* [REQUEST]: Repeat exactly each line of the data provided below.

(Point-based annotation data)
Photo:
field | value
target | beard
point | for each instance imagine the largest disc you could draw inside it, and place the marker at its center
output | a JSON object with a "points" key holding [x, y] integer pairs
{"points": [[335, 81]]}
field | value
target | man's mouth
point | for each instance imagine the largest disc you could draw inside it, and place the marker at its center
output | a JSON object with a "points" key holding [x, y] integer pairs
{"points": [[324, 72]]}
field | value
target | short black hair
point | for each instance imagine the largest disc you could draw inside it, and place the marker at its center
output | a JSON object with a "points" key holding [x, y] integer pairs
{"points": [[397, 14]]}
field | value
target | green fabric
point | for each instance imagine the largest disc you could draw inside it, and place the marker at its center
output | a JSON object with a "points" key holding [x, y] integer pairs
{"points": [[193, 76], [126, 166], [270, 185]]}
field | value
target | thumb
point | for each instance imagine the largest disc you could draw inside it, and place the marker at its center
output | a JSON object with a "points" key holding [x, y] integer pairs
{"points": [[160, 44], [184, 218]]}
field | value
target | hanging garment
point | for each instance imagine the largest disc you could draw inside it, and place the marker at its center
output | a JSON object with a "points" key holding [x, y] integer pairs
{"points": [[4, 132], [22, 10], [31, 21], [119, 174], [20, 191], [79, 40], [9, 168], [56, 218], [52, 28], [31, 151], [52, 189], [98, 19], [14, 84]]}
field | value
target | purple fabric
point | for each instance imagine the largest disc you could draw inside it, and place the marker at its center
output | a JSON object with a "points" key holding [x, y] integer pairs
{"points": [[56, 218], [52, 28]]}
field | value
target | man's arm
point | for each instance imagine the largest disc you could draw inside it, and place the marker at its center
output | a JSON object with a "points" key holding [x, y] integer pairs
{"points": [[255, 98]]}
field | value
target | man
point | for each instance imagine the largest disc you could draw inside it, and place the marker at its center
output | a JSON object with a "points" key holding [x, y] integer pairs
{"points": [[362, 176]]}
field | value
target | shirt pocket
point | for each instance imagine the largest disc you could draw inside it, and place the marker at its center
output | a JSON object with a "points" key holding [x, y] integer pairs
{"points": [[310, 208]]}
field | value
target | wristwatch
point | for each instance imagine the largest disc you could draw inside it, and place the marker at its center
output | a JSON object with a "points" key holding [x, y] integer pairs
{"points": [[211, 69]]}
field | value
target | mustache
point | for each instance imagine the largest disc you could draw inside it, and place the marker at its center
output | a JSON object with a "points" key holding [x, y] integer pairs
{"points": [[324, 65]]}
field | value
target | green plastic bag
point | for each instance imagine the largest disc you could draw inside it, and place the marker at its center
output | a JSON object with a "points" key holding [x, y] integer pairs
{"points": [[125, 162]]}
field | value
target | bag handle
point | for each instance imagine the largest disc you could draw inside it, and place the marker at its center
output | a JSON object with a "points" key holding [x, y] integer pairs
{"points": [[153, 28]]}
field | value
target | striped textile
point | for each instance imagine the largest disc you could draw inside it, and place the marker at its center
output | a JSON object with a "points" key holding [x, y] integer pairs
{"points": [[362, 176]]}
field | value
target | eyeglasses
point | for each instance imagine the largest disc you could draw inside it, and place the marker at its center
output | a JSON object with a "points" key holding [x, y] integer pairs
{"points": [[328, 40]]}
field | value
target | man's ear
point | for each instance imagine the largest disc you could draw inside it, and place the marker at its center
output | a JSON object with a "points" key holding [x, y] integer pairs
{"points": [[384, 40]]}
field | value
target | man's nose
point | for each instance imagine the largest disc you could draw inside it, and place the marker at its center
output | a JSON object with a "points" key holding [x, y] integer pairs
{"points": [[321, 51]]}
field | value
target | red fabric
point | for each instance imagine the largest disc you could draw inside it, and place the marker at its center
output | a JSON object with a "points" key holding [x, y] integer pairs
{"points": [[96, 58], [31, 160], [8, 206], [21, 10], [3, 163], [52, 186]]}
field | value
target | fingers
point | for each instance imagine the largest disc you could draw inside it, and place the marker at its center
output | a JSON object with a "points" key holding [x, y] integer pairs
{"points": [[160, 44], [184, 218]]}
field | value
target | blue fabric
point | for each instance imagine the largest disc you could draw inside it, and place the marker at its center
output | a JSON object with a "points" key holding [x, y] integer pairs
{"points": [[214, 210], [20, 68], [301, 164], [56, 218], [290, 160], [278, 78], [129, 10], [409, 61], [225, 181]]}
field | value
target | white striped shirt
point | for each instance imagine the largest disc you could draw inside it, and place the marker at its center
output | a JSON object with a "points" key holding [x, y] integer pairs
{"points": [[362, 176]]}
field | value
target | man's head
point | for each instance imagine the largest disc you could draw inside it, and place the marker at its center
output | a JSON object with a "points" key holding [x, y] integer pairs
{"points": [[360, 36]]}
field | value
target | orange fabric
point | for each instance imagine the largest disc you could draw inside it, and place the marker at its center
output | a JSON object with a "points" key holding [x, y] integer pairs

* [WRITTEN SOLUTION]:
Photo:
field | value
target | beard
point | for each instance imagine the largest disc you could draw inside it, and place the marker at its center
output | a JSON object with a "points" key holding [x, y] integer pairs
{"points": [[335, 81]]}
field | value
target | man's mouth
point | for each instance imagine the largest disc you could draw inside it, and place the marker at its center
output | a JSON object with a "points" key holding [x, y] integer pairs
{"points": [[324, 72]]}
field | value
target | short black hair
point | for each instance imagine the largest disc you could draw inside it, and place the marker at its center
output | a JSON object with a "points" key holding [x, y] integer pairs
{"points": [[397, 14]]}
field | value
target | green fabric
point | for each instance imagine the largest disc you could draw inside it, and place the marker at its center
output | a JSON object with a "points" key holding [x, y] integer pairs
{"points": [[193, 76], [126, 166], [270, 185]]}
field | value
target | thumb
point | for each instance imagine the largest disc you could draw inside it, and place the marker at its center
output | a JSON object with a "points" key holding [x, y] integer pairs
{"points": [[160, 44], [184, 218]]}
field | value
target | hanging garment
point | for each instance imagine the largest disc you could draw inside it, and place the marker at its center
output | a JSON object with a "points" key holding [x, y] integer pairs
{"points": [[4, 132], [22, 10], [31, 21], [119, 174], [20, 191], [79, 40], [9, 168], [56, 218], [52, 28], [31, 151], [52, 189], [98, 19], [14, 84]]}
field | value
target | purple fabric
point | for each instance imagine the largest disc you could draw inside it, and place the marker at its center
output | a JSON object with a "points" key holding [x, y] integer pairs
{"points": [[56, 218], [52, 28]]}
field | value
target | man's arm
point | for each instance imagine the largest disc you could draw inside it, and place the marker at its center
output | a JSON object with a "points" key holding [x, y] integer pairs
{"points": [[255, 98]]}
field | value
target | man
point | for each instance imagine the largest disc you could draw inside it, and place the marker at its center
output | a JSON object with a "points" key holding [x, y] integer pairs
{"points": [[362, 176]]}
field | value
target | shirt pocket
point | for each instance imagine the largest disc you could draw inside it, and place the marker at its center
output | a JSON object with a "points" key holding [x, y] integer pairs
{"points": [[310, 208]]}
field | value
target | wristwatch
point | for each instance imagine the largest disc you could draw inside it, and place the marker at its center
output | a JSON object with a "points" key holding [x, y] integer pairs
{"points": [[211, 69]]}
field | value
target | mustache
point | for each instance imagine the largest disc you could draw inside it, and place the marker at its center
output | a JSON object with a "points" key holding [x, y] integer pairs
{"points": [[324, 65]]}
field | value
target | green plastic bag
point | for each instance imagine the largest disc you could draw inside it, and place the marker at its center
output | a JSON object with a "points" key holding [x, y] integer pairs
{"points": [[125, 162]]}
field | value
target | bag handle
point | for each instance imagine the largest disc you could draw inside it, and place the marker at its center
output | a JSON object with a "points" key holding [x, y] integer pairs
{"points": [[153, 28]]}
field | value
target | striped textile
point | for each instance imagine the largest disc you could draw inside it, and place the marker at its center
output | a JSON object with a "points" key holding [x, y] integer pairs
{"points": [[362, 176]]}
field | value
target | eyeglasses
point | for each instance imagine the largest disc you could draw inside it, and place the marker at its center
output | a JSON object with a "points" key holding [x, y] integer pairs
{"points": [[328, 40]]}
field | value
target | man's ear
point | for each instance imagine the largest disc you could draw inside it, and place the marker at its center
output | a JSON object with a "points" key holding [x, y] integer pairs
{"points": [[384, 40]]}
field | value
target | man's nose
point | for each instance imagine the largest disc you could draw inside it, and place the marker at its center
output | a JSON object with a "points" key holding [x, y] integer pairs
{"points": [[321, 51]]}
field | value
target | red fabric
point | for each instance imagine the largest disc you could draw inside it, and place the marker at its center
output | a JSON object with a "points" key holding [x, y] integer pairs
{"points": [[96, 58], [31, 160], [8, 206], [21, 10], [3, 163], [52, 186]]}
field | value
target | fingers
point | for each instance imagine the largest disc you could draw inside it, and place the marker at its center
output | a JSON object with a "points" key holding [x, y] integer pairs
{"points": [[160, 44], [184, 218]]}
field | value
target | blue fabric
point | for each instance imagine the largest disc you could draw inside it, and place the marker at its center
output | a JSON object with a "points" key holding [x, y] integer pairs
{"points": [[214, 210], [20, 68], [301, 164], [56, 218], [290, 160], [278, 78], [129, 10], [409, 61], [225, 181]]}
field | value
target | white striped shirt
point | for each instance imagine the largest disc you could draw inside it, and place the marker at its center
output | a JSON object with a "points" key holding [x, y] integer pairs
{"points": [[362, 176]]}
field | value
target | man's head
point | for each instance imagine the largest disc you could draw inside it, and place the marker at its center
output | a JSON object with a "points" key holding [x, y] integer pairs
{"points": [[360, 36]]}
field | value
target | orange fabric
point | for each instance imagine the largest disc you could draw inside it, and place the marker at its center
output | a JSON object with a "points" key holding [x, y] integer pairs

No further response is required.